=== Supplied material ===

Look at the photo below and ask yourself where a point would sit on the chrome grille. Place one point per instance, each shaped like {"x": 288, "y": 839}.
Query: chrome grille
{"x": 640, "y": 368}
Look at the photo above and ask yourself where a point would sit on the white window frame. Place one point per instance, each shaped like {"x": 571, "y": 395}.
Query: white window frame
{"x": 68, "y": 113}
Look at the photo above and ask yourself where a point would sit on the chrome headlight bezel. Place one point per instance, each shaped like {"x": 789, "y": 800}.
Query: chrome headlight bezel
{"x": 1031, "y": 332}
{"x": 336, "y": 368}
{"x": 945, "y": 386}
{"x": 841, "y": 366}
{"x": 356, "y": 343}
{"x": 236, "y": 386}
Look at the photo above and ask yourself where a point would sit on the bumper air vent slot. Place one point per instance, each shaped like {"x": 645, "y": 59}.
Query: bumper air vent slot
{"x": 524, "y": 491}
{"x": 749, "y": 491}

===

* Problem statement: The lines to quote run from the one containing "on the white" through the final line of the material above; please give them exactly, both ends included, and nothing else.

* Result of this exercise:
Look at the photo above and ask yourself where a point would sit on the white window frame. Place one point per instance, each shaped like {"x": 571, "y": 395}.
Query: white window frame
{"x": 68, "y": 113}
Look at the photo above and ask yourself where a point would sit on the chrome headlight bezel. Place one point per instance, each shaped like {"x": 789, "y": 800}.
Query: chrome headlight bezel
{"x": 1031, "y": 332}
{"x": 336, "y": 368}
{"x": 945, "y": 386}
{"x": 841, "y": 366}
{"x": 356, "y": 343}
{"x": 236, "y": 386}
Look at the photo above and ask yourself where a point would sit on the bumper air vent slot. Place one point per instance, each shaped like {"x": 645, "y": 59}.
Query: bumper air vent slot
{"x": 524, "y": 491}
{"x": 749, "y": 491}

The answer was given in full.